How many lines in the entries below contain the word "woman"? Reply with the number alone.

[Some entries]
—————

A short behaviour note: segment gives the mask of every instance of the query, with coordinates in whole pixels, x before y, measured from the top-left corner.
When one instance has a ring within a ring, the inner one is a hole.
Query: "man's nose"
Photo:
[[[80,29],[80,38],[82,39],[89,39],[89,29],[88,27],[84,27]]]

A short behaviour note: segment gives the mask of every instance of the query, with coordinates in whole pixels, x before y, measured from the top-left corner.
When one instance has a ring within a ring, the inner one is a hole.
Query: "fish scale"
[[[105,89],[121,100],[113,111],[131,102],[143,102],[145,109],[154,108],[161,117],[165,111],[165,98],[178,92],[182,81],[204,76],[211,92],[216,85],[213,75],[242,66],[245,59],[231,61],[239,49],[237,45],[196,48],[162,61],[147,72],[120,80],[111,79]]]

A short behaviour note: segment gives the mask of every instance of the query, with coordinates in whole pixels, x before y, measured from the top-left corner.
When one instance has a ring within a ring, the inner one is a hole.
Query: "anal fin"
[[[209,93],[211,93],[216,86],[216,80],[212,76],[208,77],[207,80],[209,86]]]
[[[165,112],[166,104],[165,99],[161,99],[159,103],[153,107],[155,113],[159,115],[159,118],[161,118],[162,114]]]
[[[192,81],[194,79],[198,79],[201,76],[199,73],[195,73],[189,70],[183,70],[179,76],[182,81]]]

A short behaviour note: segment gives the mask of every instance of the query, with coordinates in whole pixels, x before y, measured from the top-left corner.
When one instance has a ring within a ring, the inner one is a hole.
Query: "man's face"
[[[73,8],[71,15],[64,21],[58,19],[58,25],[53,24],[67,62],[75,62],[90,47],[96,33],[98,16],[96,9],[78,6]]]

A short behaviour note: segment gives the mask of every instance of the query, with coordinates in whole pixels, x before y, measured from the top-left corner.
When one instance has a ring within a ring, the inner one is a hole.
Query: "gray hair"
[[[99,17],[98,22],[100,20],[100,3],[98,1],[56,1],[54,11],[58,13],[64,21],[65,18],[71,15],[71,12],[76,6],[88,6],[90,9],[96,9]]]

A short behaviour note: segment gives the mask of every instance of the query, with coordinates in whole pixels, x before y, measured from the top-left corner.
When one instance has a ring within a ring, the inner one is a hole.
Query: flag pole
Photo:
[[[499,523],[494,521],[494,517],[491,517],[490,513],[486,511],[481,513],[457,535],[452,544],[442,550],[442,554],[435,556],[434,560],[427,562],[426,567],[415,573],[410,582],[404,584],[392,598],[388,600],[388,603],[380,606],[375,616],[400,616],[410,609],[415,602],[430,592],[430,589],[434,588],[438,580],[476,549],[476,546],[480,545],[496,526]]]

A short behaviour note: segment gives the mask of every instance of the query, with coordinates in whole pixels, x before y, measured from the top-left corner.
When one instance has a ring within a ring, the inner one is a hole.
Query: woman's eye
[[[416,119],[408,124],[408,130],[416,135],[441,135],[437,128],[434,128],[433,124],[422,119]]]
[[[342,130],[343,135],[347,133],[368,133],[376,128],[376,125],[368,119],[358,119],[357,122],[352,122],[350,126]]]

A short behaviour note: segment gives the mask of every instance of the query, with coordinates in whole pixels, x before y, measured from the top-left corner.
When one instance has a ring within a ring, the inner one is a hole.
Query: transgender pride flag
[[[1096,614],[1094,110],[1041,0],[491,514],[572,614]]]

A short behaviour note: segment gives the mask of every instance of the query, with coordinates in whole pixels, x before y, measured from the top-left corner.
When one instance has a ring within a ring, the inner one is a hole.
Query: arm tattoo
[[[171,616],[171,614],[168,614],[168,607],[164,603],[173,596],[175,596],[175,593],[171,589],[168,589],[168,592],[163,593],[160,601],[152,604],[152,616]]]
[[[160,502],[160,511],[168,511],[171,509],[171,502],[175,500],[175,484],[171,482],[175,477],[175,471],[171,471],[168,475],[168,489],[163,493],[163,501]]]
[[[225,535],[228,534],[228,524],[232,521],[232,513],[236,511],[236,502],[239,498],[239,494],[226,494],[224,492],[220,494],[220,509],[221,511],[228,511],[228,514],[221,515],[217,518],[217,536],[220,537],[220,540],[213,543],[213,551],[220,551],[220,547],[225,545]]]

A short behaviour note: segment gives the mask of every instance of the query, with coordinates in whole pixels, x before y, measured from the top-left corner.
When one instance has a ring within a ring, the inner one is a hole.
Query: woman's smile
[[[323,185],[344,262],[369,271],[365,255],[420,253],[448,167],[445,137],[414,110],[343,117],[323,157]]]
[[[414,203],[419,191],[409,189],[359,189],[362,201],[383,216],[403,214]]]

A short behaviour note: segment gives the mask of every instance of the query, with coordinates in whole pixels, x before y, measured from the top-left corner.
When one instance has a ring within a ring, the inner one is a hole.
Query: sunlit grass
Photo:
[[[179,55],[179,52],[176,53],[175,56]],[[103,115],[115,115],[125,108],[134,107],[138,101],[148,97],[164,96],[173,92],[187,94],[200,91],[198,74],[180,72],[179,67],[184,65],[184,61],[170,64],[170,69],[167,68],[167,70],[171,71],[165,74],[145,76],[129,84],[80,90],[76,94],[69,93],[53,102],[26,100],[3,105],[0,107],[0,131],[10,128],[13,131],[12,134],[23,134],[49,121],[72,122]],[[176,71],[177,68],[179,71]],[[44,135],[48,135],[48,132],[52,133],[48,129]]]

—————

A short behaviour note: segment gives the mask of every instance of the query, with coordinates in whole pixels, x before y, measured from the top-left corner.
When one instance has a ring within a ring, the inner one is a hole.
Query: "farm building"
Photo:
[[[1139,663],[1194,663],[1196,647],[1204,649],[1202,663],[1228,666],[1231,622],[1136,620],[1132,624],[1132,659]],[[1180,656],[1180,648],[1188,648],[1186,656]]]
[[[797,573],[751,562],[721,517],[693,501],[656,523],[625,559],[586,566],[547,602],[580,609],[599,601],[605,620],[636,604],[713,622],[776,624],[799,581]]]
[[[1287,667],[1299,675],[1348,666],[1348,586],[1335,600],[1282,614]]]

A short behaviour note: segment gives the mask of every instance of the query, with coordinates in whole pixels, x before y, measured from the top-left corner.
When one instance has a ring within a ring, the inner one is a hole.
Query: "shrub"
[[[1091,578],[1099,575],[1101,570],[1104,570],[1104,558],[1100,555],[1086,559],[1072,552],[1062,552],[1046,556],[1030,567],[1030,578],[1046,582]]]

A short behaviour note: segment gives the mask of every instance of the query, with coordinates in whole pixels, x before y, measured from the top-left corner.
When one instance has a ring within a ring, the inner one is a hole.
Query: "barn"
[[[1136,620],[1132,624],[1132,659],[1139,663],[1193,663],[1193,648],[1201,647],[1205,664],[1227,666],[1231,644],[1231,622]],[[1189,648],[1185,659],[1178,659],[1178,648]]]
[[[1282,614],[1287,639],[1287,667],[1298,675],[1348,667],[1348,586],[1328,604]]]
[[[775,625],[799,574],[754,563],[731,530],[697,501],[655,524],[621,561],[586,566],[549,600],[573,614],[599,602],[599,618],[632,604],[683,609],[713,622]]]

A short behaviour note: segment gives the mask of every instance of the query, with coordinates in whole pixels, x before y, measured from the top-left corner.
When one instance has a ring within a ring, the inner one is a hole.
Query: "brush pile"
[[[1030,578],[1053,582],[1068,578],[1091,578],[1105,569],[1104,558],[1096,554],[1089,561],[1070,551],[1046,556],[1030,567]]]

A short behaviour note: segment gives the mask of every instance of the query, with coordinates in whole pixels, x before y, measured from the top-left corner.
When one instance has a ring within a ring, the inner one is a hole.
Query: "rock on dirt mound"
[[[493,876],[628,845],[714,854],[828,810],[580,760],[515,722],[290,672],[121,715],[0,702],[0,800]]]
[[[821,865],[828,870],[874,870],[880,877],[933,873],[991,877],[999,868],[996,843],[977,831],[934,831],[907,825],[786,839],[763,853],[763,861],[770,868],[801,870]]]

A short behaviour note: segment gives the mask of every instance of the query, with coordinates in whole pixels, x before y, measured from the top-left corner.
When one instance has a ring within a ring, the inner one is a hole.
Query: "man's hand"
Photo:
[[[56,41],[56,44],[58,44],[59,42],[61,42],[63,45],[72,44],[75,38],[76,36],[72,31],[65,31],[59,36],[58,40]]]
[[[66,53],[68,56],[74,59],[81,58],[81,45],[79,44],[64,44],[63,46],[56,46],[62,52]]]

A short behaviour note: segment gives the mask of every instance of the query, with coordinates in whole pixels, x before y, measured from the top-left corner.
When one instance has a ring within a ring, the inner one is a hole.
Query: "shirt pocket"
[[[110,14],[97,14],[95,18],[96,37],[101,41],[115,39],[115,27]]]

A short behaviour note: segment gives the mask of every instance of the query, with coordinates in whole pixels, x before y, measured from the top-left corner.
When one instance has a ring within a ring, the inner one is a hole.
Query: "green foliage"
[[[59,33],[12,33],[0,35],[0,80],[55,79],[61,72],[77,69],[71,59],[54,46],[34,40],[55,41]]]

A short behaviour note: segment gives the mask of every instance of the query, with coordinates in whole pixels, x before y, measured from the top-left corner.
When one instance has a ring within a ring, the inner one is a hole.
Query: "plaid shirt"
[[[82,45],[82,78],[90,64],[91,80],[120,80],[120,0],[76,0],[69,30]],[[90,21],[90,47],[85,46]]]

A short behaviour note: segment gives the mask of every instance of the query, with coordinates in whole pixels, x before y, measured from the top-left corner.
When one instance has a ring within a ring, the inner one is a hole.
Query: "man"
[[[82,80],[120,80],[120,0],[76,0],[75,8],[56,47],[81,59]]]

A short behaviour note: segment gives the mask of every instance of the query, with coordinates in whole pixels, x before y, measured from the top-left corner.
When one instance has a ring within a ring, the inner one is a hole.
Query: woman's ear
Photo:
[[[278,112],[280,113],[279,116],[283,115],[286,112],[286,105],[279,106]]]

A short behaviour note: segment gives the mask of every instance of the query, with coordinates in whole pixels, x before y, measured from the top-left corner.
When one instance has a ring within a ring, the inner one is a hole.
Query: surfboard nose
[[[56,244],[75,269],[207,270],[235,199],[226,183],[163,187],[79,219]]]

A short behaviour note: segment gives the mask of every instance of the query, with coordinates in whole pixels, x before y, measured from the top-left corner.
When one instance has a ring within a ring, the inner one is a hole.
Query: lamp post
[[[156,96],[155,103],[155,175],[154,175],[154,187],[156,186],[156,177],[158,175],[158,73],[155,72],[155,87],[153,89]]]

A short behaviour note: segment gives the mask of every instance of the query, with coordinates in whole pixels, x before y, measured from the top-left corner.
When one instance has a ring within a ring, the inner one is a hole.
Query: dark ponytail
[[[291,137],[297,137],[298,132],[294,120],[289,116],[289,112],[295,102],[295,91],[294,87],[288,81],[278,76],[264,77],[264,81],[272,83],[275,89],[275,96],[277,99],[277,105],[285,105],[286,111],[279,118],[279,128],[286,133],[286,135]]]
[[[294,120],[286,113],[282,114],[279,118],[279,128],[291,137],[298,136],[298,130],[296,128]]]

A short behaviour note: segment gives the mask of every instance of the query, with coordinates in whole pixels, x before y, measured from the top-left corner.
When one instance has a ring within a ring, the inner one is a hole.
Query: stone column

—————

Full output
3